Aim of the exercise: Recast every line of the listing below as a JSON array of strings, with one string per line and blank lines omitted.

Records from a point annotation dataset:
┌──

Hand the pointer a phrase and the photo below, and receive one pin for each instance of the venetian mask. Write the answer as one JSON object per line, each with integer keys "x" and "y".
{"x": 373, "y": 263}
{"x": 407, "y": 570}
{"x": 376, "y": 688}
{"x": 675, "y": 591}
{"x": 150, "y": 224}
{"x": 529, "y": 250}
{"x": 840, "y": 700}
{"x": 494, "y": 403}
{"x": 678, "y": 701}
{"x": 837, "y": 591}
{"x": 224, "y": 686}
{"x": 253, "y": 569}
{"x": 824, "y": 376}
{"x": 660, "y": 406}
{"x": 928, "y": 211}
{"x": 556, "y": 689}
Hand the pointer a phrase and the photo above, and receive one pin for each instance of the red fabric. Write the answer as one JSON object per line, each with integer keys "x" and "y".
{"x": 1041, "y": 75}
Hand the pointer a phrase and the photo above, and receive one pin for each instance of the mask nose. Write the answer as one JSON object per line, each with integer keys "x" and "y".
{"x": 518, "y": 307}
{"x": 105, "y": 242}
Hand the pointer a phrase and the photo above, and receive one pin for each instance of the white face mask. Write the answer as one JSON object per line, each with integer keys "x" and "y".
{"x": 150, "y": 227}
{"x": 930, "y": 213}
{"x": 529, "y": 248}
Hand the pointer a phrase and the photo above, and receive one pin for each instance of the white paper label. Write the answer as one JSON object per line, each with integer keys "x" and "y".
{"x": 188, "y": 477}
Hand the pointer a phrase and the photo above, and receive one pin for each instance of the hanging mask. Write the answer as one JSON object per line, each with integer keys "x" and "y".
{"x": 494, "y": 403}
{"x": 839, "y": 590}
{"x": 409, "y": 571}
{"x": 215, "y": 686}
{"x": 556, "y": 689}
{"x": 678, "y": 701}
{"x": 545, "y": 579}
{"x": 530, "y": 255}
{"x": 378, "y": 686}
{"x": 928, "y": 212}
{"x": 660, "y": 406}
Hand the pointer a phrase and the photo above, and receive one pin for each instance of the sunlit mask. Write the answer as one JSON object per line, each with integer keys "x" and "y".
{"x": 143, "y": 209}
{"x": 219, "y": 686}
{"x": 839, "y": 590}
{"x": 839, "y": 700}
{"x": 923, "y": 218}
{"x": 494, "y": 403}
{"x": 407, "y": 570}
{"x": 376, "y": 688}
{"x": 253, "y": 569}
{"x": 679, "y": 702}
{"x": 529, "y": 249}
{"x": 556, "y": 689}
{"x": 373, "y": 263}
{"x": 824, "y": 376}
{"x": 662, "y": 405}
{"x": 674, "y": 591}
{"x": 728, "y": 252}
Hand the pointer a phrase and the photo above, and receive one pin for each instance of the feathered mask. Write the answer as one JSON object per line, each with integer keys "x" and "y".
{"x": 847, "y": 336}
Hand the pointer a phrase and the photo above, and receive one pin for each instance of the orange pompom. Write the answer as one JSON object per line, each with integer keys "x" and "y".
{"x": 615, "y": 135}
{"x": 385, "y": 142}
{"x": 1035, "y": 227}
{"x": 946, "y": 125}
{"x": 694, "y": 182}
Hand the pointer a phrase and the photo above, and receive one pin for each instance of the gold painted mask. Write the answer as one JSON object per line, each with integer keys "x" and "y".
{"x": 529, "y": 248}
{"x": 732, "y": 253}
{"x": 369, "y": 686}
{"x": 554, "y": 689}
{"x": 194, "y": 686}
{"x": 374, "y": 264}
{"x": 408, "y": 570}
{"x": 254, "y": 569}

└──

Exercise solution:
[
  "Hand the pointer a phrase and the photo below, and receive one pin for each instance of the venetian mask. Write the answer as one JSON object per line, each with integer keys \"x\" and \"y\".",
  "{\"x\": 373, \"y\": 263}",
  "{\"x\": 407, \"y\": 570}",
  "{\"x\": 376, \"y\": 688}",
  "{\"x\": 675, \"y\": 591}",
  "{\"x\": 150, \"y\": 224}",
  "{\"x\": 529, \"y\": 250}",
  "{\"x\": 840, \"y\": 700}",
  "{\"x\": 494, \"y\": 403}",
  "{\"x\": 678, \"y\": 701}",
  "{\"x\": 837, \"y\": 591}",
  "{\"x\": 224, \"y\": 686}",
  "{\"x\": 253, \"y\": 569}",
  "{\"x\": 824, \"y\": 376}",
  "{\"x\": 660, \"y\": 406}",
  "{\"x\": 928, \"y\": 211}",
  "{\"x\": 556, \"y\": 689}",
  "Hand the pointer a phrase and the photo above, and receive one pin for each instance of the red fabric. Write the answer as one JSON object per line, each with integer keys \"x\" and \"y\".",
  "{\"x\": 1041, \"y\": 75}",
  "Hand the pointer a phrase and the photo above, and receive one pin for each instance of the mask nose. Write the answer as one JSON object per line, each with integer keys \"x\" and \"y\".",
  "{\"x\": 518, \"y\": 307}",
  "{\"x\": 105, \"y\": 242}",
  "Hand the pointer a phrase and the photo above, and receive one pin for each instance of the white face mask. Write the answer as one JSON object per line, each with integer keys \"x\" and \"y\".",
  "{\"x\": 150, \"y\": 227}",
  "{\"x\": 930, \"y\": 213}",
  "{\"x\": 529, \"y\": 248}",
  "Hand the pointer a phrase and the photo above, and receive one pin for each instance of the white paper label. Write the answer as one JSON object per line, each with integer keys \"x\" and \"y\".",
  "{\"x\": 188, \"y\": 477}",
  "Hand the pointer a phrase and the photo above, and receive one pin for each instance of the hanging mask. Write the answer as one JSON object per line, each with integer keys \"x\" and \"y\".",
  "{\"x\": 494, \"y\": 403}",
  "{\"x\": 839, \"y\": 590}",
  "{\"x\": 409, \"y\": 571}",
  "{\"x\": 215, \"y\": 686}",
  "{\"x\": 556, \"y\": 689}",
  "{\"x\": 678, \"y\": 701}",
  "{\"x\": 545, \"y\": 579}",
  "{\"x\": 530, \"y\": 255}",
  "{\"x\": 378, \"y\": 686}",
  "{\"x\": 928, \"y\": 212}",
  "{\"x\": 660, \"y\": 406}",
  "Hand the pointer a phrase and the photo above, and receive one pin for each instance of the sunlit mask. Write the answer as one JSON object per line, each with integer keys \"x\" and \"y\".",
  "{\"x\": 143, \"y\": 209}",
  "{\"x\": 219, \"y\": 686}",
  "{\"x\": 839, \"y\": 590}",
  "{\"x\": 839, \"y\": 700}",
  "{\"x\": 923, \"y\": 218}",
  "{\"x\": 494, \"y\": 403}",
  "{\"x\": 407, \"y\": 570}",
  "{\"x\": 376, \"y\": 688}",
  "{\"x\": 253, \"y\": 569}",
  "{\"x\": 679, \"y\": 702}",
  "{\"x\": 529, \"y\": 249}",
  "{\"x\": 556, \"y\": 689}",
  "{\"x\": 373, \"y\": 263}",
  "{\"x\": 824, \"y\": 376}",
  "{\"x\": 662, \"y\": 405}",
  "{\"x\": 674, \"y\": 591}",
  "{\"x\": 728, \"y\": 252}",
  "Hand the pointer a phrase and the photo above, and receive one pin for each instance of the feathered mask. Write the answer as one JSON object per line, each with integer keys \"x\" and \"y\".",
  "{\"x\": 847, \"y\": 336}",
  "Hand the pointer a phrase and the photo above, and receive one pin for each instance of the orange pompom. Write the answer as one JSON object per line, each with integer keys \"x\" and \"y\".",
  "{\"x\": 615, \"y\": 135}",
  "{\"x\": 385, \"y\": 142}",
  "{\"x\": 1035, \"y\": 227}",
  "{\"x\": 946, \"y\": 125}",
  "{\"x\": 694, \"y\": 182}",
  "Hand the pointer a phrase and the photo above, and receive one pin for each instance of the gold painted mask. Write the answer as one JSON object per line, each with integer keys \"x\" and \"y\".",
  "{\"x\": 529, \"y\": 248}",
  "{\"x\": 732, \"y\": 253}",
  "{\"x\": 369, \"y\": 686}",
  "{\"x\": 554, \"y\": 689}",
  "{\"x\": 194, \"y\": 686}",
  "{\"x\": 374, \"y\": 264}",
  "{\"x\": 408, \"y\": 570}",
  "{\"x\": 254, \"y\": 569}"
]